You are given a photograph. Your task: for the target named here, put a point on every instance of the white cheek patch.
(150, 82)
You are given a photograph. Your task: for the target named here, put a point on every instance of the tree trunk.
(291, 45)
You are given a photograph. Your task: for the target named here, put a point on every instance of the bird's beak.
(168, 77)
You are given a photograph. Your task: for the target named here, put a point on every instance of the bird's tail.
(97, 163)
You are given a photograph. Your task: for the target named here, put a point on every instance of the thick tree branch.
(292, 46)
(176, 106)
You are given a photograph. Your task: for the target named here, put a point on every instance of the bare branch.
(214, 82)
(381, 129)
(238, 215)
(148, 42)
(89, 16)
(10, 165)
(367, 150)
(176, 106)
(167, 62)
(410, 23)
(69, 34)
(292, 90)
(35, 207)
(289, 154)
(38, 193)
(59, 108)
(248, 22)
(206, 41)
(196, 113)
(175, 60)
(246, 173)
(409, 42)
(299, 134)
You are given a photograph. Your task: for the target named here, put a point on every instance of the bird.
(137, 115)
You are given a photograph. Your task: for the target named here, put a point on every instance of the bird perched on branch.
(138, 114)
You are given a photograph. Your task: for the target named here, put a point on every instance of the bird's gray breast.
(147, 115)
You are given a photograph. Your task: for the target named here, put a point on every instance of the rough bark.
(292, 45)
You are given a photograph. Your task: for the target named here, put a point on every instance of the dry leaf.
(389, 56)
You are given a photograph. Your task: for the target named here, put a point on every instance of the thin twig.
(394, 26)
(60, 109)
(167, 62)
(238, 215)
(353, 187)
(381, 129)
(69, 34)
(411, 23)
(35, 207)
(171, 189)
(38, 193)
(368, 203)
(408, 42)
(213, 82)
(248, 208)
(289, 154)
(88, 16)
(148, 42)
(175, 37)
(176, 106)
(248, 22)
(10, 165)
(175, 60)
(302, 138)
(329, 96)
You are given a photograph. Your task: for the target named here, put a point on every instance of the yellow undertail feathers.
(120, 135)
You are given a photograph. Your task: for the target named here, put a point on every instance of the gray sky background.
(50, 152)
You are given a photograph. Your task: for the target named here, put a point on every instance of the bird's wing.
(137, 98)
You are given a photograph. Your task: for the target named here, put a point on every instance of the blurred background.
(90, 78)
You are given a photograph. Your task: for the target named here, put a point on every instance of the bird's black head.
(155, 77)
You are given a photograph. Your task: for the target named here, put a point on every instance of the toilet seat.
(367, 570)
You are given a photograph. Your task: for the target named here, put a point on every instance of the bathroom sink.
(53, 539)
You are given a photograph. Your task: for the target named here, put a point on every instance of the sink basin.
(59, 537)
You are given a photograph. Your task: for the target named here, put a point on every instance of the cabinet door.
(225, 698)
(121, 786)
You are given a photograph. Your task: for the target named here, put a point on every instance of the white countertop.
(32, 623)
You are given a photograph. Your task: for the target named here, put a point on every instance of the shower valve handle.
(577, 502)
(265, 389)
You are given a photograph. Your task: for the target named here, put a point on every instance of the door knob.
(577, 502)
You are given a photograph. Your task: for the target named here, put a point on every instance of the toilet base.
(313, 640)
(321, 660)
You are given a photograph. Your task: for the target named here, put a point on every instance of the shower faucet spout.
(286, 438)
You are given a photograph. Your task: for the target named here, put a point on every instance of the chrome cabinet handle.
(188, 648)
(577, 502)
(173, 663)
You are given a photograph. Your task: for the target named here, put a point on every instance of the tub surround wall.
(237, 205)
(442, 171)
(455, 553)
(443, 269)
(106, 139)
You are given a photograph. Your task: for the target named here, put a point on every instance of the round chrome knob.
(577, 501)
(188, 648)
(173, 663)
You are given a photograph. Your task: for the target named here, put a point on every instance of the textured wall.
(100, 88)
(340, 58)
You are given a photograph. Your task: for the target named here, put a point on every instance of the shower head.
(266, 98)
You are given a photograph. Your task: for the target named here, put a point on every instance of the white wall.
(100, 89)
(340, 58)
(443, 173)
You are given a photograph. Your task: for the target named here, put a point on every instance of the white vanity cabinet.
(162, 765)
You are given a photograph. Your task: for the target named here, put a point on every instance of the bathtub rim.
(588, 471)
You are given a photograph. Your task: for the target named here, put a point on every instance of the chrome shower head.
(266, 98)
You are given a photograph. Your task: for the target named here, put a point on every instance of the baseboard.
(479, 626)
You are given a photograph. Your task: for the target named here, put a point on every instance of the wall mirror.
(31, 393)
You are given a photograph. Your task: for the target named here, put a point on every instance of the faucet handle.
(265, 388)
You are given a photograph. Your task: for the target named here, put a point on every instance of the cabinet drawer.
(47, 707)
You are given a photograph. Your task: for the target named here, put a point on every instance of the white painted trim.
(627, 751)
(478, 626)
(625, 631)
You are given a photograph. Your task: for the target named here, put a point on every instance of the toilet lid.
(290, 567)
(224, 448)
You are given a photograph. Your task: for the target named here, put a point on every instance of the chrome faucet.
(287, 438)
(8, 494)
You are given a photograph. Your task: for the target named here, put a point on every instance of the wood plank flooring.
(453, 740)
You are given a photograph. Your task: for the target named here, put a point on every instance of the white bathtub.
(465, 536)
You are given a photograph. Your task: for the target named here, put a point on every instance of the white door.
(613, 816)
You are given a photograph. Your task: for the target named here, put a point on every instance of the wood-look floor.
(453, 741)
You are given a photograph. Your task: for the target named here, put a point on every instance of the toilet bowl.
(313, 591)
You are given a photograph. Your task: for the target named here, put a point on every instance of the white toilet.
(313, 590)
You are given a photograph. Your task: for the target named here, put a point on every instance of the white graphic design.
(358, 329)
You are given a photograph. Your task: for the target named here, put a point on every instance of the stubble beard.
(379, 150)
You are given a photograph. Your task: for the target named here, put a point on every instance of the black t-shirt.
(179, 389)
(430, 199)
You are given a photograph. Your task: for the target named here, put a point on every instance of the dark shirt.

----

▶ WHAT TO WORK ON
Return the lines from the line containing "the wall mirror." to the end of the entries above, exactly as they appear and with no other output.

▶ THE COMPLETED TASK
You are given a photograph. Your task: for the target named here, put a point on every instance of the wall mirror.
(31, 393)
You are given a photograph. Your task: for the target named here, put a point on every instance of the faucet handle.
(265, 388)
You are given a photograph. Your task: for the target named here, put a point on every instance of the cabinet drawer.
(47, 707)
You are given a photograph. Your task: for the target named here, put a point on every instance of the white painted trim.
(627, 751)
(478, 626)
(625, 631)
You are given a photograph. Your task: for the target named here, put a point on every instance of the toilet lid.
(290, 567)
(224, 448)
You are given a photograph. Your task: for the target named here, put a point on every instance of the chrome faucet.
(287, 438)
(8, 494)
You are given a photograph. Your task: for the target named here, put a point on every instance of the wood plank flooring.
(453, 740)
You are given a photograph. Your task: for the target named here, put a point on every instance of the white bathtub.
(465, 536)
You are given a photograph. Your task: for the target named here, put a point on every instance of the white door.
(613, 816)
You are given a photograph. Your task: for the target named here, put a point on every instance of the wood-look floor.
(453, 741)
You are given a photograph. Your task: for the target named here, put a point on every instance of the toilet bowl.
(313, 591)
You are given a photograph. Your task: for the target named here, put a point on every instance of the white toilet.
(313, 590)
You are given a photograph. Your task: for the target named here, put a point on every instance of the white graphic design.
(358, 329)
You are given a photograph. Your task: for the target named here, put a point on every instance of the stubble beard.
(379, 150)
You are given a photograph. Your task: for the target named here, put a point on every instance of the black t-shirt.
(179, 389)
(430, 199)
You are given a photograph. Your task: for the target named here, put a point on every instance of the dark shirt.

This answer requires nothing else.